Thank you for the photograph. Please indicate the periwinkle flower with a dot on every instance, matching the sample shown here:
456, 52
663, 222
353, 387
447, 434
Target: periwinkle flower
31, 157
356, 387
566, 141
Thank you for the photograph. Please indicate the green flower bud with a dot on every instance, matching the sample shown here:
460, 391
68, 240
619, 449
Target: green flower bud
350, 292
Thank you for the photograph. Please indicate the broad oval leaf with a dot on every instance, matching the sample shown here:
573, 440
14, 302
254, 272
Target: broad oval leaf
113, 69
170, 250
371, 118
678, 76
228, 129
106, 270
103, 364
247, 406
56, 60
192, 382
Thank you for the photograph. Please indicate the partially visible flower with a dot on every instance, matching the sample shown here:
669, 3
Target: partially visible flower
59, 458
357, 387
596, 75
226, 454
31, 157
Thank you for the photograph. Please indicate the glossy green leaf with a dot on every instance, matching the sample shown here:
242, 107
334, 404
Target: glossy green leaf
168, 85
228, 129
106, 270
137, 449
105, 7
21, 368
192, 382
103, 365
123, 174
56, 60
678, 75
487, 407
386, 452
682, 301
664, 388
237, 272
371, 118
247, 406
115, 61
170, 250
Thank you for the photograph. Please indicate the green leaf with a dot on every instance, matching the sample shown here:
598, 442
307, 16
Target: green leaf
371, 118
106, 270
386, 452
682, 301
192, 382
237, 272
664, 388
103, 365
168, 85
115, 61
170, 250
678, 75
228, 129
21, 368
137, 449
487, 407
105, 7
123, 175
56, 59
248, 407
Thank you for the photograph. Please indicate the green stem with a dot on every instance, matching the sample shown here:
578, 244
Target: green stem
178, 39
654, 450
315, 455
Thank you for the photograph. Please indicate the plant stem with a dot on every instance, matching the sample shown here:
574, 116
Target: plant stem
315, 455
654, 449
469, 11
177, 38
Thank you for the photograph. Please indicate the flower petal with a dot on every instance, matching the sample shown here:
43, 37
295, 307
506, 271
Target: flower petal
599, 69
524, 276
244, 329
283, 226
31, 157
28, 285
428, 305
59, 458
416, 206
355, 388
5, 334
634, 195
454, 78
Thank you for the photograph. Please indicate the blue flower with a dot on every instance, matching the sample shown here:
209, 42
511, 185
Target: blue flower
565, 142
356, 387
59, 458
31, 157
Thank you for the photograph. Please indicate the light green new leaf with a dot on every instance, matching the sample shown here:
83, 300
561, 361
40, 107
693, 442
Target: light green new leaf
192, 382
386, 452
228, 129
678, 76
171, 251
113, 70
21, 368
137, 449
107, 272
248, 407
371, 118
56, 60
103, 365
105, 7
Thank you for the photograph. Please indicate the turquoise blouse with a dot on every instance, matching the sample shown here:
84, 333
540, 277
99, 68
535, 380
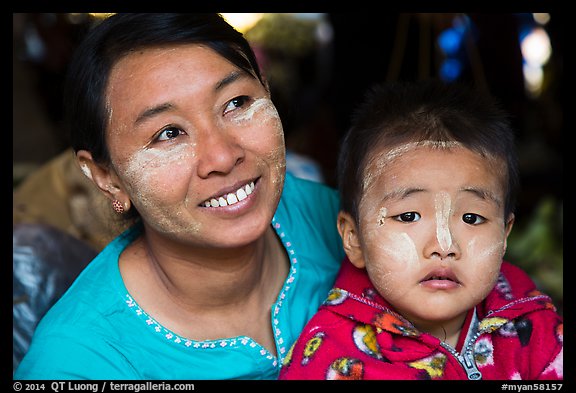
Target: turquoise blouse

┄┄┄┄┄┄

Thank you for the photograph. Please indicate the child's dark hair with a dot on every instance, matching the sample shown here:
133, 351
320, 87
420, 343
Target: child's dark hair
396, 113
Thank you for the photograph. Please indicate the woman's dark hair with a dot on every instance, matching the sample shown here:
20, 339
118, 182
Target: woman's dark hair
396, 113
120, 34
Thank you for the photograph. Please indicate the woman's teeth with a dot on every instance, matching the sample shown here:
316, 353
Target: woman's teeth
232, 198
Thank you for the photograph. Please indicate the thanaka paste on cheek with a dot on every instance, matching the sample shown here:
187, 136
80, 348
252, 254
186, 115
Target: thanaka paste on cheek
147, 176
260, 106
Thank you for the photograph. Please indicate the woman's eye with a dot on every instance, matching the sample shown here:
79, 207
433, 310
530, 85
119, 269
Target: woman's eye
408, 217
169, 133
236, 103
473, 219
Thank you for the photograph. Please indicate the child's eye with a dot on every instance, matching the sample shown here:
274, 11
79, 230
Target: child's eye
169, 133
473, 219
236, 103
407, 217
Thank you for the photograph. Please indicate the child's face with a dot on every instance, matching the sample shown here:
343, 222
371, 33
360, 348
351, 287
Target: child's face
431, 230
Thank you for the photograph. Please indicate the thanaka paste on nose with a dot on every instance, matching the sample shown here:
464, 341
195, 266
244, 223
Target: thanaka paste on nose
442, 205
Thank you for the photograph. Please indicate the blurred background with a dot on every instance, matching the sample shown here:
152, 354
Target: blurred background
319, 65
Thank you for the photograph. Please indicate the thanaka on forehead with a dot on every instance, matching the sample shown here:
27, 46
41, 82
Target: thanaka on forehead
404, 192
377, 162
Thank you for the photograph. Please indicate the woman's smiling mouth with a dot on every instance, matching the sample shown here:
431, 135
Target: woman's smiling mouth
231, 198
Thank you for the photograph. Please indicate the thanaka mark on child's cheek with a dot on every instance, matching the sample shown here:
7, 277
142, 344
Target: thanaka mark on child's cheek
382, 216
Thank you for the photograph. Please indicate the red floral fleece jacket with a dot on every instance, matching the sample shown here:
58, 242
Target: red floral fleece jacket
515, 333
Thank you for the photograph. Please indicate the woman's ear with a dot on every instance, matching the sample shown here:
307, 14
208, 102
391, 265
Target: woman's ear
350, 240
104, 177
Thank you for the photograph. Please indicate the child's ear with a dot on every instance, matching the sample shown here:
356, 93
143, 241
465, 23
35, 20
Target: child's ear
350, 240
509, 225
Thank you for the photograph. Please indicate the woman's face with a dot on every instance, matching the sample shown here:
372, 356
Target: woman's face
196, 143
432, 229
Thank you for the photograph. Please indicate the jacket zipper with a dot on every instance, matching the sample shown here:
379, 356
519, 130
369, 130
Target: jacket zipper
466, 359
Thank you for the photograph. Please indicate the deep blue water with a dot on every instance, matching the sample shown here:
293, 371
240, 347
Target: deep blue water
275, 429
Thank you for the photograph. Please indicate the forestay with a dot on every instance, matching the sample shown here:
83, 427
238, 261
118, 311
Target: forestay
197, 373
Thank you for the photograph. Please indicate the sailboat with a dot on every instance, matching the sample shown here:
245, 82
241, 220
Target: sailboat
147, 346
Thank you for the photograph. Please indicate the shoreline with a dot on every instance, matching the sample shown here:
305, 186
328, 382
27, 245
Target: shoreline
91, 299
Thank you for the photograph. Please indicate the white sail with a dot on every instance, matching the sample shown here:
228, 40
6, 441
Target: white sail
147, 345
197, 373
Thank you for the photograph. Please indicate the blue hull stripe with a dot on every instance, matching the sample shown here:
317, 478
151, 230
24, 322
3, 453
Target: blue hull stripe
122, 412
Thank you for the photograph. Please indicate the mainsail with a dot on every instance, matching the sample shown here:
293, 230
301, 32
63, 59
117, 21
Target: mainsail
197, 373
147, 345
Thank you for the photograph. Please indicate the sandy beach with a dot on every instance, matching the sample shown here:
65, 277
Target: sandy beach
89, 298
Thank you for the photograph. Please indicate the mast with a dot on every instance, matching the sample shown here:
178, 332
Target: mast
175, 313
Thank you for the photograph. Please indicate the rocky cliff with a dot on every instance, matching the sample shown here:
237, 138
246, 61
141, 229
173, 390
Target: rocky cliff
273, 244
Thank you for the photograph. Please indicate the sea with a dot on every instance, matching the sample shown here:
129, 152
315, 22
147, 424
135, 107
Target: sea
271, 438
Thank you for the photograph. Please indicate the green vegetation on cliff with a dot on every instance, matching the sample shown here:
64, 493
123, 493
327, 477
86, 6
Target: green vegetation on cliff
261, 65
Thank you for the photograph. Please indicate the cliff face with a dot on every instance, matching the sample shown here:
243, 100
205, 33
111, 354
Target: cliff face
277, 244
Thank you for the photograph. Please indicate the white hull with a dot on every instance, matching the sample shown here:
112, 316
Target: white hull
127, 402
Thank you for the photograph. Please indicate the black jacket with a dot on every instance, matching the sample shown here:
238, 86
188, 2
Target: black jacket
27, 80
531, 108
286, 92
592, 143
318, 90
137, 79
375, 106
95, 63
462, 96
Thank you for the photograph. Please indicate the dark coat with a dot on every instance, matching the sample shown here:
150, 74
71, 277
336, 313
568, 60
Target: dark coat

┄┄┄┄┄┄

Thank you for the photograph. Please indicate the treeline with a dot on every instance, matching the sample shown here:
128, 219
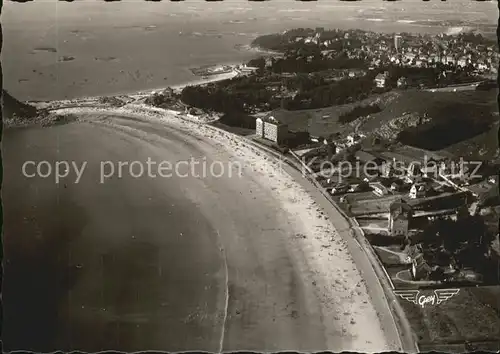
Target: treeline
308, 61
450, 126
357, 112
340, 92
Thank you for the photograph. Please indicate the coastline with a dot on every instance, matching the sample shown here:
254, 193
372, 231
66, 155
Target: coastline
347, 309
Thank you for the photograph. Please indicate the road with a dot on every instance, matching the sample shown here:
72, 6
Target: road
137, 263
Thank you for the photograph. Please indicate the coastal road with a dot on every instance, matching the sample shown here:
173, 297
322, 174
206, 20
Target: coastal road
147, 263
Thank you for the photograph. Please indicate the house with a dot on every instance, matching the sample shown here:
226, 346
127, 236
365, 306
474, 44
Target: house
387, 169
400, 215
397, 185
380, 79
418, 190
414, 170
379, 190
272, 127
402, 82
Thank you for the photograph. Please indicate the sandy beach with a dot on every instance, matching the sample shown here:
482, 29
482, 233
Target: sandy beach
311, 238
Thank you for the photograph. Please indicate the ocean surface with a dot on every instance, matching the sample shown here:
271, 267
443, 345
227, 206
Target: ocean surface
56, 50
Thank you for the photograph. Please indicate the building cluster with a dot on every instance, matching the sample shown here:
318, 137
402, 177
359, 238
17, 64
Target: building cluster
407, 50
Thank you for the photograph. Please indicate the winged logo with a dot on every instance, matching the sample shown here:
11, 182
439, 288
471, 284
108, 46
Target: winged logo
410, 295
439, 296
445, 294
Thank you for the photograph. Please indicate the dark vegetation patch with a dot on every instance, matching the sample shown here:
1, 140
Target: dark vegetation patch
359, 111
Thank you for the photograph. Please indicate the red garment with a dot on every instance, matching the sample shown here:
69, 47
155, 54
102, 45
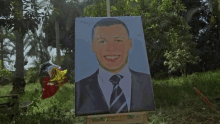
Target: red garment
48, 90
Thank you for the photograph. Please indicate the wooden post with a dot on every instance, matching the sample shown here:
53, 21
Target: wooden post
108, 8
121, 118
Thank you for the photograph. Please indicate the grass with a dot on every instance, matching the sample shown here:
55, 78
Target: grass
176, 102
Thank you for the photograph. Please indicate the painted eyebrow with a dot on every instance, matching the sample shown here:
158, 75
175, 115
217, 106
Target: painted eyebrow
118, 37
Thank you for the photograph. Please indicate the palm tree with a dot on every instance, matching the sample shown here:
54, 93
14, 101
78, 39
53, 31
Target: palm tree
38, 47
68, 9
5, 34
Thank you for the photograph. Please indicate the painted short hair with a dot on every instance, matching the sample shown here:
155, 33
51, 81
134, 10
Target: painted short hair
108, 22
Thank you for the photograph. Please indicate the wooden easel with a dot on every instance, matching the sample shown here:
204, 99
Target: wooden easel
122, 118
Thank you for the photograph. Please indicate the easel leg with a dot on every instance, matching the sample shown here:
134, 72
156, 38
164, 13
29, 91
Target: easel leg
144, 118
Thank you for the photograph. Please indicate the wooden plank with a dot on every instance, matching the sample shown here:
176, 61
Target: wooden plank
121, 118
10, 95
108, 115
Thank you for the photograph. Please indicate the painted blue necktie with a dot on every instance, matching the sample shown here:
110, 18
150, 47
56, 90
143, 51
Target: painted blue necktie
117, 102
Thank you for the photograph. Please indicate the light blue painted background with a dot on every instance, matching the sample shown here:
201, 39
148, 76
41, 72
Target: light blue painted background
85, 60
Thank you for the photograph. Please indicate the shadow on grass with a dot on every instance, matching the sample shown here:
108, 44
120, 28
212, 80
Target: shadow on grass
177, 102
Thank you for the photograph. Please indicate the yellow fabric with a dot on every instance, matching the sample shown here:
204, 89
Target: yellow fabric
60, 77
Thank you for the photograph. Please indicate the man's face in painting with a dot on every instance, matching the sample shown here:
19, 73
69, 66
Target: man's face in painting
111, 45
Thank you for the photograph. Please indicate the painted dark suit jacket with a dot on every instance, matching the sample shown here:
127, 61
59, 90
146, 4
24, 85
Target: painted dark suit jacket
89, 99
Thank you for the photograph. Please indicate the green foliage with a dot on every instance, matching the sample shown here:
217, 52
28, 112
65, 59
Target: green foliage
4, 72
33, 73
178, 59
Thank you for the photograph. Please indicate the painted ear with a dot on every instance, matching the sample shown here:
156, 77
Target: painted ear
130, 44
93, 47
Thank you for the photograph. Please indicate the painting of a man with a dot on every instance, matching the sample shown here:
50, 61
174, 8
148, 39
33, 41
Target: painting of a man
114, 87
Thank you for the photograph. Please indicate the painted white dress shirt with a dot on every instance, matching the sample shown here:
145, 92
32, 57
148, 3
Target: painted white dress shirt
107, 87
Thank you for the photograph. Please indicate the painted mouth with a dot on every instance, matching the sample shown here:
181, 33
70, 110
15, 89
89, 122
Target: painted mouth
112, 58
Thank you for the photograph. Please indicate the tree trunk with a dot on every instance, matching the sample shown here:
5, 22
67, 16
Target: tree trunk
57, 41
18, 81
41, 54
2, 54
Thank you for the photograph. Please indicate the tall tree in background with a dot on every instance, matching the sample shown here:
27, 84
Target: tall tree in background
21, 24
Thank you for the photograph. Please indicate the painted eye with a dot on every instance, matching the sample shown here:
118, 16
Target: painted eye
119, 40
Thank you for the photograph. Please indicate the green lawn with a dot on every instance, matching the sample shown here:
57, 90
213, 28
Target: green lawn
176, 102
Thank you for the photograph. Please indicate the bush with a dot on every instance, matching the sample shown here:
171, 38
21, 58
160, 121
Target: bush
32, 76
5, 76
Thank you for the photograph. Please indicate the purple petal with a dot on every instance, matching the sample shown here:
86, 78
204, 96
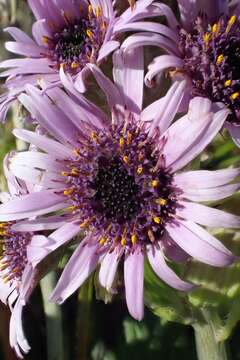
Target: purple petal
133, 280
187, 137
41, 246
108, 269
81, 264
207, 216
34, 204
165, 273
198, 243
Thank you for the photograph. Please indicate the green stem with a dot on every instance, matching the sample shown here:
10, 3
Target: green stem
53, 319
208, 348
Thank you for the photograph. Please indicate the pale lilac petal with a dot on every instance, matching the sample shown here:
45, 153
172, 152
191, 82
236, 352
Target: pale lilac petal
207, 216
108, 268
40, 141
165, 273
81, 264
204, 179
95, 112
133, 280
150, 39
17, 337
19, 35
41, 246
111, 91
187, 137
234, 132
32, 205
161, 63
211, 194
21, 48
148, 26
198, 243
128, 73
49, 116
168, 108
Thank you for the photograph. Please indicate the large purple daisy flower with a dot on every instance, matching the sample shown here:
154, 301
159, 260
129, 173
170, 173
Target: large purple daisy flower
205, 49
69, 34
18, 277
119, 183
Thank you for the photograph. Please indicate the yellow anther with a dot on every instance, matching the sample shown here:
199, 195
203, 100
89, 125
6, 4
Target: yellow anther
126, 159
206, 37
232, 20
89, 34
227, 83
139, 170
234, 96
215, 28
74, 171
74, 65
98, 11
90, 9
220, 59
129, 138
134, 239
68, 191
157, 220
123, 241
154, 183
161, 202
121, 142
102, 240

┄┄┄┄┄┄

課題の内容 >>
上の記録で、文字列「black」を含む行を数えてください。大文字と小文字は区別し、答えは行数だけを書いてください。

課題の解答 >>
2